(Task prompt):
Transcribe every entry exactly, leaving out any pictures.

*** Opening Data ***

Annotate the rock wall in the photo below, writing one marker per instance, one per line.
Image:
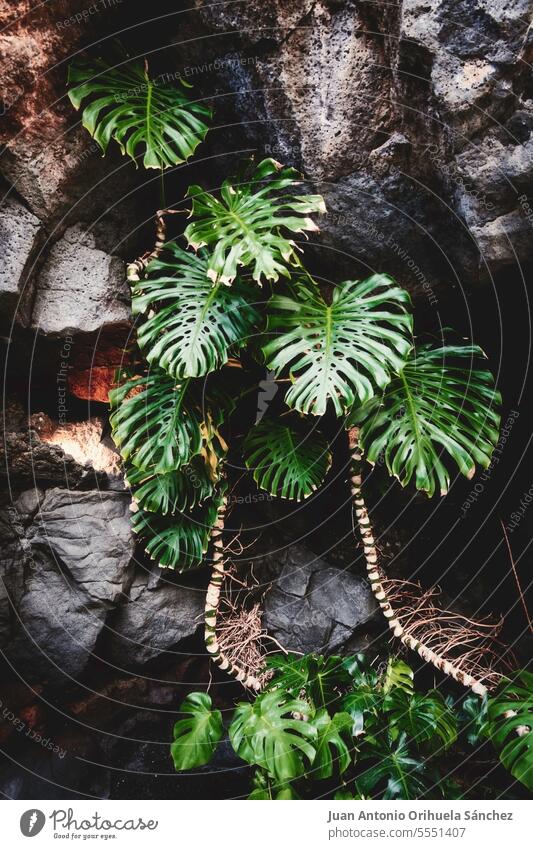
(414, 119)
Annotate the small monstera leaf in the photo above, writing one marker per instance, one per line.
(287, 460)
(247, 222)
(156, 424)
(193, 324)
(320, 678)
(178, 541)
(174, 492)
(144, 116)
(398, 676)
(266, 734)
(393, 773)
(510, 714)
(425, 717)
(439, 408)
(197, 734)
(332, 751)
(341, 352)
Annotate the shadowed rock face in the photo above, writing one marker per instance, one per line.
(312, 606)
(414, 120)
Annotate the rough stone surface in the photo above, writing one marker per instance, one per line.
(312, 606)
(413, 119)
(89, 534)
(25, 459)
(61, 575)
(80, 288)
(83, 441)
(19, 237)
(57, 623)
(160, 613)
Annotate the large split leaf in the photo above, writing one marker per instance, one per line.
(440, 407)
(197, 734)
(341, 352)
(177, 541)
(173, 492)
(155, 424)
(320, 678)
(289, 460)
(266, 734)
(510, 714)
(246, 223)
(332, 750)
(424, 716)
(148, 117)
(195, 323)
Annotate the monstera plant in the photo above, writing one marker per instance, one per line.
(232, 292)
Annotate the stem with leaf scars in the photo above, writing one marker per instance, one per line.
(135, 268)
(378, 579)
(212, 604)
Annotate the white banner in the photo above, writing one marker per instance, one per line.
(264, 825)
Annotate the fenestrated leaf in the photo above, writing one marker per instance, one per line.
(155, 424)
(266, 734)
(398, 676)
(510, 713)
(332, 752)
(424, 716)
(144, 116)
(197, 734)
(173, 492)
(393, 773)
(177, 541)
(288, 459)
(320, 678)
(474, 718)
(195, 324)
(341, 352)
(247, 222)
(438, 409)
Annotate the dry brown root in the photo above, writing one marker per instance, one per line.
(465, 650)
(233, 651)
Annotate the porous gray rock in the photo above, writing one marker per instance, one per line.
(57, 624)
(312, 606)
(161, 612)
(80, 288)
(19, 236)
(62, 575)
(89, 534)
(414, 120)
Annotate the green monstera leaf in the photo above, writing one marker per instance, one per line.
(288, 460)
(439, 408)
(156, 422)
(178, 541)
(194, 324)
(398, 676)
(147, 117)
(424, 716)
(510, 726)
(197, 734)
(246, 223)
(333, 753)
(340, 352)
(265, 733)
(393, 772)
(320, 678)
(173, 492)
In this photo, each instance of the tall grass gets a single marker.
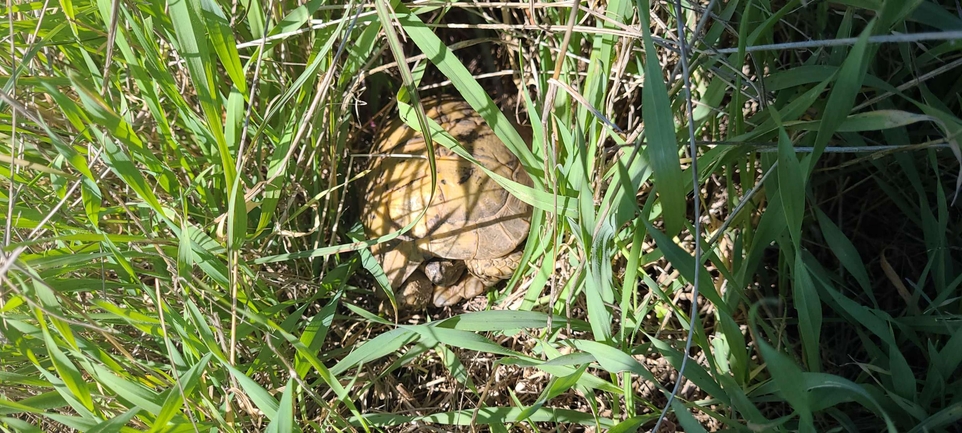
(181, 249)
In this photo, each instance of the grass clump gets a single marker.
(180, 247)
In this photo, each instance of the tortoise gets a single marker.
(471, 235)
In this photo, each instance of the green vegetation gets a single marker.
(179, 213)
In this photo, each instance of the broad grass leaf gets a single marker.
(791, 184)
(315, 332)
(284, 422)
(117, 423)
(455, 367)
(68, 373)
(846, 252)
(662, 146)
(809, 308)
(174, 399)
(841, 99)
(192, 45)
(556, 386)
(221, 37)
(693, 371)
(864, 316)
(685, 418)
(790, 383)
(375, 348)
(612, 359)
(504, 320)
(491, 415)
(132, 392)
(462, 339)
(257, 394)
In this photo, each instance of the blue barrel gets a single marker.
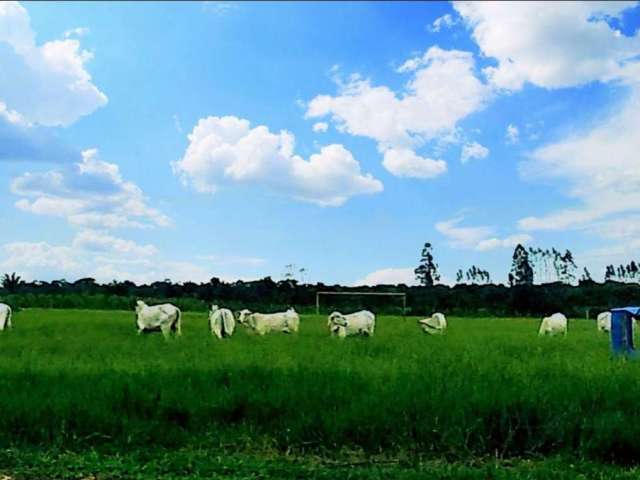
(622, 330)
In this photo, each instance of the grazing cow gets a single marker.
(263, 323)
(358, 323)
(555, 324)
(5, 316)
(603, 322)
(164, 318)
(434, 325)
(221, 322)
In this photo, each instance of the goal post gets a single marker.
(378, 294)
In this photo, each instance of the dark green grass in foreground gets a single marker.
(489, 388)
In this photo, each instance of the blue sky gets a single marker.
(190, 140)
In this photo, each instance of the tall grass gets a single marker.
(487, 387)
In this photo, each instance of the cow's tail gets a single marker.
(177, 324)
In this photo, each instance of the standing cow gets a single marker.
(165, 318)
(221, 322)
(263, 323)
(5, 316)
(553, 325)
(436, 324)
(358, 323)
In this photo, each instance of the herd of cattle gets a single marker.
(167, 318)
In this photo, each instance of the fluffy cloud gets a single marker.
(446, 21)
(570, 44)
(599, 170)
(320, 127)
(404, 162)
(506, 242)
(226, 150)
(76, 32)
(388, 276)
(512, 134)
(89, 193)
(39, 256)
(100, 241)
(46, 84)
(103, 260)
(478, 238)
(104, 257)
(20, 140)
(442, 90)
(473, 150)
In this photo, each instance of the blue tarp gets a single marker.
(622, 330)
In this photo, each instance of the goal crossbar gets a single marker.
(378, 294)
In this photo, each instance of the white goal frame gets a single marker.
(379, 294)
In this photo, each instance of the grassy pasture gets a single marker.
(489, 388)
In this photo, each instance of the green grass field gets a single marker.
(81, 393)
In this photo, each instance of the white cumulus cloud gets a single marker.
(388, 276)
(320, 127)
(446, 21)
(101, 241)
(46, 84)
(473, 150)
(512, 134)
(227, 151)
(89, 193)
(442, 90)
(404, 162)
(599, 170)
(479, 238)
(567, 45)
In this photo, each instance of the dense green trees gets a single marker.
(529, 292)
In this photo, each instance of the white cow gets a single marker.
(434, 325)
(221, 322)
(5, 316)
(603, 322)
(263, 323)
(556, 323)
(358, 323)
(165, 318)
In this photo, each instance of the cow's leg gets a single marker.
(216, 329)
(179, 324)
(166, 330)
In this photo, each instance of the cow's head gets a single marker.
(139, 306)
(243, 316)
(336, 318)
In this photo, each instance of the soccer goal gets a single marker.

*** Closing Data ***

(Exercise response):
Annotate the rock wall in the photo below, writing one marker per instance, one per line.
Image:
(414, 119)
Annotate the small monstera leaf in the photo above, writing one marker per instance, one per line.
(287, 460)
(247, 222)
(156, 424)
(193, 324)
(320, 678)
(178, 541)
(174, 492)
(144, 116)
(398, 676)
(266, 734)
(393, 773)
(510, 714)
(425, 717)
(439, 408)
(197, 734)
(332, 751)
(341, 352)
Annotate the shadowed rock face in the photo above, writing one marker per instance, one per line.
(312, 606)
(414, 120)
Annotate the rough stone surface in the photo above, writing one marker per instance, one per line.
(312, 606)
(413, 119)
(89, 534)
(25, 459)
(61, 575)
(80, 288)
(83, 441)
(19, 237)
(57, 623)
(160, 613)
Annotate the large split leaf in the photo above, writing one marker per instance, one per line.
(440, 407)
(197, 734)
(341, 352)
(177, 541)
(173, 492)
(155, 424)
(320, 678)
(289, 460)
(266, 734)
(510, 714)
(246, 223)
(332, 750)
(424, 716)
(148, 117)
(195, 323)
Annotate the monstera plant in the photo above, writing one marker per instance, one per line.
(232, 292)
Annotate the stem with leaf scars in the photo above, writing one marker per instance, one per line.
(135, 268)
(378, 579)
(212, 604)
Annotate the white banner in the photo above, writing one marker per instance, one per line.
(264, 825)
Annotate the fenestrated leaf in the photo above, writing one marker per instance, one per line.
(155, 424)
(266, 734)
(398, 676)
(510, 713)
(332, 752)
(424, 716)
(144, 116)
(197, 734)
(173, 492)
(393, 773)
(177, 541)
(288, 459)
(320, 678)
(474, 718)
(195, 324)
(341, 352)
(247, 222)
(438, 409)
Annotate the dry brown root in the photo above, writing one marker per instance, one per line.
(465, 650)
(233, 651)
Annotate the porous gray rock in the photo above, writing one marker per instance, one per line.
(57, 624)
(312, 606)
(161, 612)
(80, 288)
(19, 236)
(62, 575)
(89, 534)
(414, 120)
Annotate the green monstera leaf in the photo above, writing one marker per instance, one per line.
(288, 460)
(439, 408)
(156, 422)
(178, 541)
(194, 324)
(398, 676)
(147, 117)
(424, 716)
(510, 726)
(197, 734)
(246, 223)
(333, 753)
(340, 352)
(265, 733)
(393, 772)
(320, 678)
(173, 492)
In this photo, each instance of the tall grass gets a single marker.
(181, 249)
In this photo, each instance of the grass clump gets a single marker.
(180, 247)
In this photo, each instance of the tortoise gets a single marker.
(471, 235)
In this photo, each instance of the green vegetation gets a single marker.
(179, 213)
In this photo, each instance of the broad grass leaf gets a single marker.
(791, 184)
(315, 332)
(284, 422)
(117, 423)
(455, 367)
(68, 373)
(846, 252)
(662, 146)
(809, 308)
(174, 399)
(841, 99)
(192, 45)
(556, 386)
(221, 37)
(693, 371)
(864, 316)
(685, 418)
(790, 383)
(375, 348)
(612, 359)
(504, 320)
(491, 415)
(132, 392)
(462, 339)
(257, 394)
In this photo, each instance of the blue barrel gets a single marker.
(622, 330)
In this photo, each instance of the grazing cow gets a single marker.
(263, 323)
(358, 323)
(555, 324)
(5, 316)
(603, 322)
(164, 318)
(434, 325)
(221, 322)
In this photo, each instance of the goal post gets a single marker.
(378, 294)
In this photo, each instance of the dark green grass in foreground gets a single marker.
(489, 388)
In this photo, each instance of the blue sky gets a single marker.
(190, 140)
In this photo, each instance of the tall grass gets a single marker.
(487, 387)
In this photo, each instance of the cow's tail gets a single marker.
(177, 324)
In this photo, each instance of the standing cow gets a single marker.
(165, 318)
(221, 322)
(263, 323)
(5, 316)
(553, 325)
(436, 324)
(358, 323)
In this photo, each instance of the herd of cattle gets a single marker.
(167, 318)
In this photo, each instance of the fluffy cloud gets a single marker.
(446, 21)
(570, 44)
(599, 170)
(320, 127)
(404, 162)
(506, 242)
(226, 150)
(76, 32)
(388, 276)
(512, 134)
(89, 193)
(39, 256)
(100, 241)
(46, 84)
(103, 260)
(478, 238)
(104, 257)
(20, 140)
(442, 90)
(473, 150)
In this photo, each instance of the blue tarp gets a single marker.
(622, 330)
In this photo, each instance of the goal crossbar gets a single marker.
(378, 294)
In this photo, each instance of the white goal frame gets a single marker.
(379, 294)
In this photo, each instance of the grassy pasture gets a single marker.
(489, 388)
In this photo, each instance of the green grass field gets a single marker.
(81, 393)
In this photo, each instance of the white cumulus cloud gets a single marker.
(388, 276)
(320, 127)
(446, 21)
(101, 241)
(46, 84)
(473, 150)
(512, 134)
(227, 151)
(89, 193)
(442, 90)
(404, 162)
(599, 170)
(479, 238)
(567, 45)
In this photo, each instance of the dense green trees gets a single marker.
(529, 292)
In this photo, each instance of the white cow gets a single marker.
(434, 325)
(221, 322)
(5, 316)
(603, 322)
(263, 323)
(556, 323)
(358, 323)
(165, 318)
In this photo, each instance of the cow's leg gets a single marker.
(216, 329)
(179, 324)
(166, 330)
In this photo, each instance of the cow's head gets a single marker.
(139, 306)
(243, 316)
(336, 318)
In this photo, each instance of the soccer goal gets a single marker.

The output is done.